## Excerpt provided
# # #
Kansas City Strip

No ju$tice, no peace: When Florida election buster Jesse Jackson came to town last week, it was no surprise that he complained about George W. Bush‘s nominating John Ashcroft for attorney general. But during Jackson’s appearance at the $25-per-head “Economic Ju$tice” luncheon at the downtown Marriott, Jackson got a taste of his own medicine from a handful of protesters who were angry that Osco had sponsored the event.

The demonstrators were led by Shiriki Unganisha and included relatives of Demetrius Davis, who died outside the Osco at 39th and Main on November 9, 1999, shortly after being wrestled to the ground by drugstore employees who suspected Davis of shoplifting. Davis was black; the four people who sat on him after he complained he couldn’t breathe are white.

Black activists were outraged — until two things happened: Osco agreed to sign a “memorandum of understanding,” outlining ways the pharmacy chain would improve its relationship with the African-American community, and an autopsy revealed that “cocaine intoxication” had contributed to Davis’ demise.

No criminal charges were filed in the case, but Davis’ family filed a wrongful-death suit just days after his death. The family’s supporters have been protesting on the corner of 39th and Main for more than a year. For them, the fact that Osco sponsored a lunch as part of the city’s weeklong Martin Luther King celebration was “a slap in the face.”

“How can you have a dinner when justice has not been served?” Davis’ sister, Deborah Godfry, shouted at puzzled luncheongoers as they pulled up to the hotel.

“I wonder if Dr. King would have signed an agreement when a black man was murdered by four white men in front of a store in broad daylight with twenty to 25 witnesses and no one was arrested,” hollered Davis’ brother-in-law, Reginald Parsels.

As the shouting escalated, a mysterious figure appeared as if from nowhere. It was Omega Man! Otherwise known as Alonzo Washington, the media-savvy activist and creator of the black comic-book superhero was one of the activists who had attended the initial Osco protests following Davis’ death. Now his action figures are available at Osco as a result of the company’s commitment to carrying products made by African-Americans.

Wearing a midlength leather coat tied at the waist, a crisp black suit, a brilliant-blue shirt and tie and an omega-symbol earring — looking like Omega Man might in his civvies — Washington had come to save the day.

But instead, things just got more tense. Washington tried to convince Godfry he was on her side, pointing out that he was the only one “down here” talking with the protesters. “They want me to come out to deal with it because they don’t want to,” he claimed, referring to the community leaders inside.

Godfry was having none of it. “Osco has passed a lot of money and you all have got in on it,” she barked at him.

While Parsels and Unganisha argued that Washington was there only to protect the Omega Man image, Godfry criticized Washington and other activists for selling out. “Everybody was bought. If you stood for righteousness, you wouldn’t have put no toy in the stores for my brother’s life.”

But nobody calls Omega Man a sellout. “I want you to name a young black person who has done more in the community than I have!” Washington shot back. “Tell me somebody else young and black who came and talked to you. You know what? I come to these things when it ain’t my family member that was killed. Have you all done that?”

Finally, Washington pulled out the big guns. “If y’all want me to have Jesse come out I can do that …”
# # #
## Questions on the material
1. Using the Kansas City Strip column, decide whether each statement agrees with it. Answer yes or no for each, and quote the deciding words. (a) Demetrius Davis died outside the Osco at 39th and Main on November 9, 1999. (b) Criminal charges were filed against the drugstore employees. (c) The "Economic Ju$tice" luncheon cost $50 per head.
2. Print the stretch of the Kansas City Strip column from "But instead, things" through "barked at him.".
Answer from the column alone.
# # #
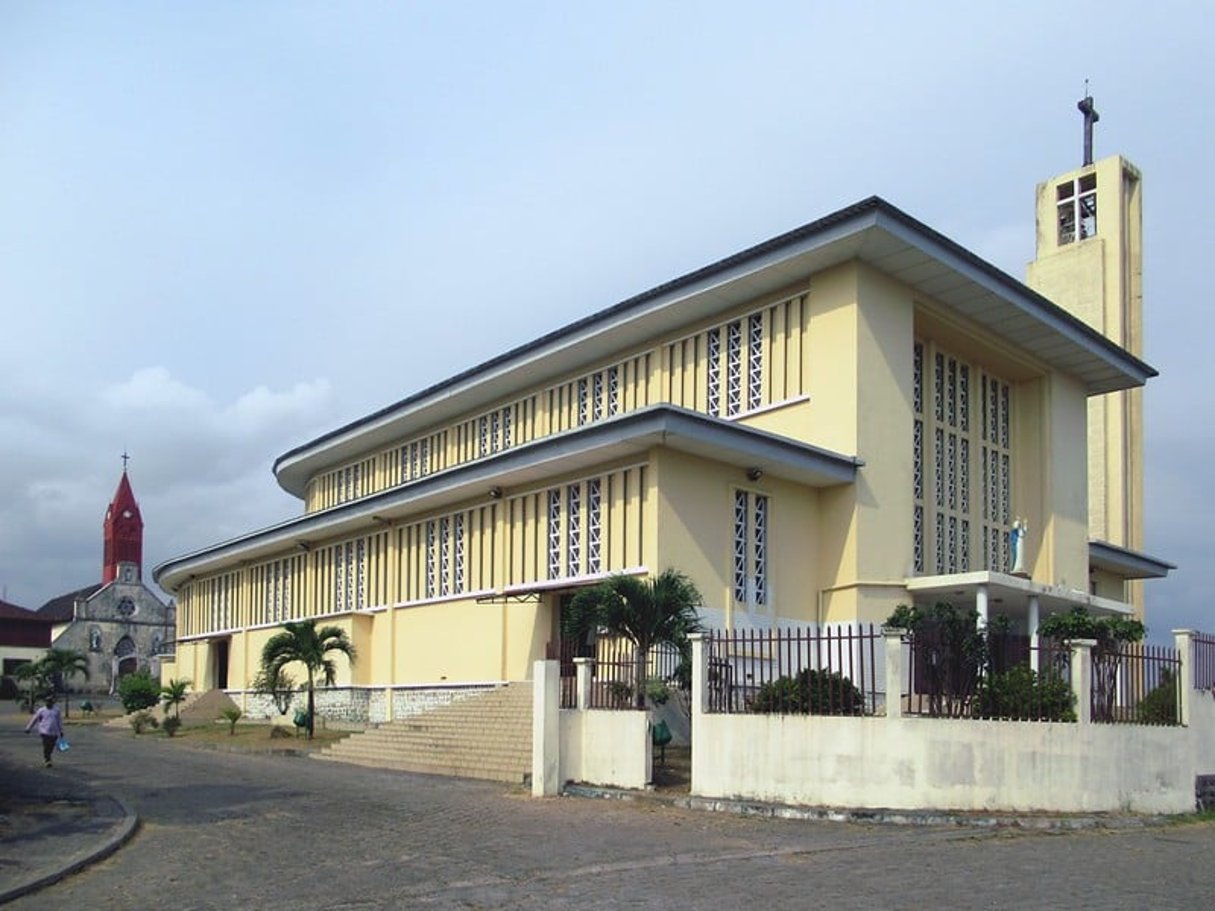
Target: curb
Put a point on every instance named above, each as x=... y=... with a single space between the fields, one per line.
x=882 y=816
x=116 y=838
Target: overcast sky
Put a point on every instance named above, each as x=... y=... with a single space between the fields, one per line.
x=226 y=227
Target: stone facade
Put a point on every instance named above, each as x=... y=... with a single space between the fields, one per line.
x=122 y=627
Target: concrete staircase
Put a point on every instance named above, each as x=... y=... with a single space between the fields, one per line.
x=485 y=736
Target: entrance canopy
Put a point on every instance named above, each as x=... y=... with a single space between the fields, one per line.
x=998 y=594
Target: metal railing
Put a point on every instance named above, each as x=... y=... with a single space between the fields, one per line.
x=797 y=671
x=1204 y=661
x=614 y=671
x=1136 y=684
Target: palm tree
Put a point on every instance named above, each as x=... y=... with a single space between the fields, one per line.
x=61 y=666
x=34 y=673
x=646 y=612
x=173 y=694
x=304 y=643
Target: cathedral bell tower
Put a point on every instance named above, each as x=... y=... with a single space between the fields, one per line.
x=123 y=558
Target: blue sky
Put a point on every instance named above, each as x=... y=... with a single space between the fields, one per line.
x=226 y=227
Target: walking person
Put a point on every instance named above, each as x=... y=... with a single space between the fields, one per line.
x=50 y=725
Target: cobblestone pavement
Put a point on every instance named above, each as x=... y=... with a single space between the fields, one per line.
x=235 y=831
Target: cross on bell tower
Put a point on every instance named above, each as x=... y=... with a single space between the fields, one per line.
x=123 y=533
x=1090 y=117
# # #
## Responses to the tasks
1.
(a) Yes: "died outside the Osco at 39th and Main on November 9, 1999"
(b) No: "No criminal charges were filed in the case"
(c) No: "the $25-per-head “Economic Ju$tice” luncheon"

2.
But instead, things just got more tense. Washington tried to convince Godfry he was on her side, pointing out that he was the only one “down here” talking with the protesters. “They want me to come out to deal with it because they don’t want to,” he claimed, referring to the community leaders inside.

Godfry was having none of it. “Osco has passed a lot of money and you all have got in on it,” she barked at him.